* _指示_: 以下のリストを最初から最後まで、一字も変えずにそのまま書き写すこと。画像は書き写さない。

[座標アノテーションのエントリ]
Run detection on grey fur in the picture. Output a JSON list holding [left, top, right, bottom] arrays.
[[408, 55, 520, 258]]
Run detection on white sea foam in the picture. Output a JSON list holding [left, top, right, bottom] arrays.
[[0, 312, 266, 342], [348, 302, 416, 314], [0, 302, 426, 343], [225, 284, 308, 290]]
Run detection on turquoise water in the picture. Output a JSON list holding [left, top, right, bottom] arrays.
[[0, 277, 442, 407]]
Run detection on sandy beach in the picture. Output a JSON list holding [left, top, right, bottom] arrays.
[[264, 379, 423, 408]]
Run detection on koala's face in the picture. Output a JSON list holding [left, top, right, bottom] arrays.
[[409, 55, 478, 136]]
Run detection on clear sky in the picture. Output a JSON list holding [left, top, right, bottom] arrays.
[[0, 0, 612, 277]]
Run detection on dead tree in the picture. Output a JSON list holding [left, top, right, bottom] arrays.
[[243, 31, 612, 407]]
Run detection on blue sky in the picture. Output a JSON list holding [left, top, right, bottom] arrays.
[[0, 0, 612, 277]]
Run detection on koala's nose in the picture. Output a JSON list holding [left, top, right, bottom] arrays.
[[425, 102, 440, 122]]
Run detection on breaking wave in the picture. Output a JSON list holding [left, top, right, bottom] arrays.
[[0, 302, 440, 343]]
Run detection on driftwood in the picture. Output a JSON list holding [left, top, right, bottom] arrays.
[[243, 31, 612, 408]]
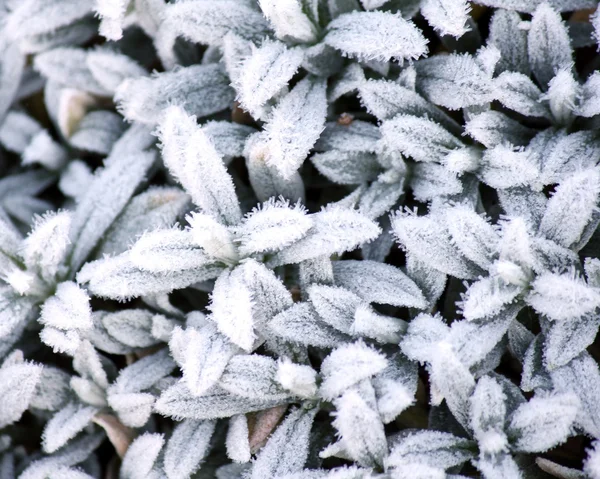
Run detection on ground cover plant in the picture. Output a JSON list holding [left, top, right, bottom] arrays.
[[0, 0, 600, 479]]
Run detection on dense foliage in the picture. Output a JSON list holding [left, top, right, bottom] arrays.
[[0, 0, 600, 479]]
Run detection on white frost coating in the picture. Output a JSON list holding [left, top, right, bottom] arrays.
[[41, 281, 92, 331], [527, 273, 600, 321], [320, 342, 387, 399], [325, 12, 427, 62]]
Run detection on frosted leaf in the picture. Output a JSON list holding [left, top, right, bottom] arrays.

* _解答_:
Run detection on grey fur in the picture. Output a JSON list holding [left, top, right, bottom] arrays.
[[408, 55, 520, 258]]
Run detection on white sea foam in the picture. Output a JSON list holding [left, top, right, bottom] arrays.
[[0, 312, 266, 342], [348, 302, 416, 314], [0, 302, 426, 343], [225, 284, 308, 290]]
Run detection on turquoise water in the picture. Output a JSON list holding [left, top, right, bottom] arrays.
[[0, 277, 442, 407]]
Run detection on sandy beach in the picture. Output a JSON list holding [left, top, right, bottom] arrays.
[[264, 379, 423, 408]]
Run detection on koala's face in the picture. Output a JSON list holding [left, top, right, bottom] arrays.
[[409, 55, 478, 136]]
Run detection on clear sky in the picture. Output a JSON list holding [left, top, right, bottom] arrays.
[[0, 0, 612, 277]]
Run detection on dead tree in the picture. Output a JSON list holding [left, top, right, bottom] arrays.
[[243, 31, 612, 407]]
Run detection on blue sky in the picture. Output a JSON list holding [left, top, right, bottom] arrays.
[[0, 0, 612, 277]]
Run detection on koala's nose in the picture. Output a JSON list holding [left, top, right, bottom] arrays.
[[425, 102, 440, 122]]
Run detection on breaking wave in the picture. Output a JSON list holding [left, top, right, bottom] arrays.
[[0, 302, 440, 343]]
Run detection on driftwood in the picture. Output a JSON list holding [left, top, right, bottom] arrays.
[[243, 31, 612, 408]]
Run detection on ground cover plant in the picture. Output a JSON list holding [left, top, right, bottom] arrays.
[[0, 0, 600, 479]]
Run detection on dense foliage in the picture. Output a JSON list holding [left, top, right, bottom] arrays.
[[0, 0, 600, 479]]
Run detection on white frost coating in the picture. Output a JSON list holding [left, top, right, bottom] arrays.
[[41, 281, 92, 331], [527, 273, 600, 321], [320, 342, 387, 399], [325, 12, 427, 62]]
Run detection on frosted leaf in the picture. Output a JSON list holding [left, top, right, bottom] arrays.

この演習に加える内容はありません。